> [COSA FARAI]:
1: Rispondi alle seguenti domande sul brano, indicando ciascuna risposta con la stessa lettera.
(a) Quale canzone di Stromae riprende Hal Quartier?
(b) Quale canzone esegue la band di tre ragazzi?
(c) Quale canzone di Patti Smith canta Eleonora?
2: Riscrivi come elenco puntato il paragrafo del brano che comincia con «Hal Quartier ha un’idea clamorosa», conservandone i fatti principali.

Hal Quartier ha un’idea clamorosa. Prendere un capolavoro come Papaoutai di Stromae e usarlo per una lettera in napoletano al padre, proprio come aveva fatto il genio belga col suo. Le parole sono meravigliose – come quel “volevo dare una soddisfazione a mia madre e darmi una possibilità io” o anche “per me la musica è stata la possibilità di scegliere tra il bene e il male” – e l’Auto-Tune non dà fastidio, anzi. Vorresti abbracciarlo, dirgli che ha spaccato e che ha già vinto. Ma la verità è che uno che ha saputo inventarsi una cosa così speri che abbia anche altri colpi in canna. Che non abbia “solo” questo momento, che comunque altri non hanno in una carriera intera. Non mi innamoravo di un napoletano a X Factor dai tempi di Anastasio.
Sei rock, di quello vero e tondo, e ti canti (poco), suoni (il giusto), godi (parecchio) Up Patriots to Arms scarnificata e dritta. Ti piacciono, anche se fanno di tutto per non farlo. Il look è improbabile, il talento è sghembo, però c’è musica e ritmo e voglia in ogni singolo secondo e nervo di quei tre ragazzi. E gli occhi di quel cantante che ammette di «cantare fin dove arrivo e poi faccio rap hardcore», quell’inquietudine che brucia in quegli occhi come quelle note del maestro Battiato che divora e restituisce con necessità più forte dell’armonia mi è piaciuto tanto. Quella sua fragilità di chi ingoia la gomma americana se glielo fanno notare e poi urla Battiato mi fa innamorare perdutamente di questa band che non ha nulla di perfetto. Ed è il suo bello.

Foto: Virginia Bettoja
La senti parlare e ti chiedi se qualcuno ha mai pensato di suggerirle il nome d’arte x2, come la velocità a cui sento tutti i messaggi sopra i 48 secondi che mi arrivano su WhatsApp (fatelo anche con i miei, sono così lunghi che i miei amici del Fantacalcio li chiamano podcast e per questo mi odiano: o forse perché vinco sempre, chissà, andrebbe chiesto a Cristiano Bolla, che mi ha appena sconfitto in Supercoppa e contesta ogni mia vittoria da anni, ma io lo amo lo stesso). La sua Gloria di Patti Smith è bella, e il sospetto che ci sarebbero stati quattro sì se lei l’avesse cantata dietro il palco e senza parlare prima. Eleonora è una bolla in cui può succedere di tutto, è una performance vivente, ma per una volta hanno ragione i giudici: una così, anche se parla velocissima, in pochi minuti la castri. Dovremmo vederla vivere per 24 ore, oltre che cantare, per amarla come merita. Sono diventato transfemminista e antispecista solo per lei, se solo sapessi davvero cosa vuol dire.

> [DATI FORNITI]:
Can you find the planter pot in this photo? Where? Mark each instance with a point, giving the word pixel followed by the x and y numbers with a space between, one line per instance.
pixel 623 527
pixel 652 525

> [RISPOSTE COMPLETE]:
1:
(a) Papaoutai.
(b) Up Patriots to Arms.
(c) Gloria.

2:
- Hal Quartier usa Papaoutai di Stromae per una lettera in napoletano al padre, come Stromae aveva fatto con il suo.
- Le parole sono meravigliose e l’Auto-Tune non dà fastidio.
- Chi scrive spera che Hal Quartier abbia anche altri colpi in canna, oltre a questo momento.
- Chi scrive non si innamorava di un napoletano a X Factor dai tempi di Anastasio.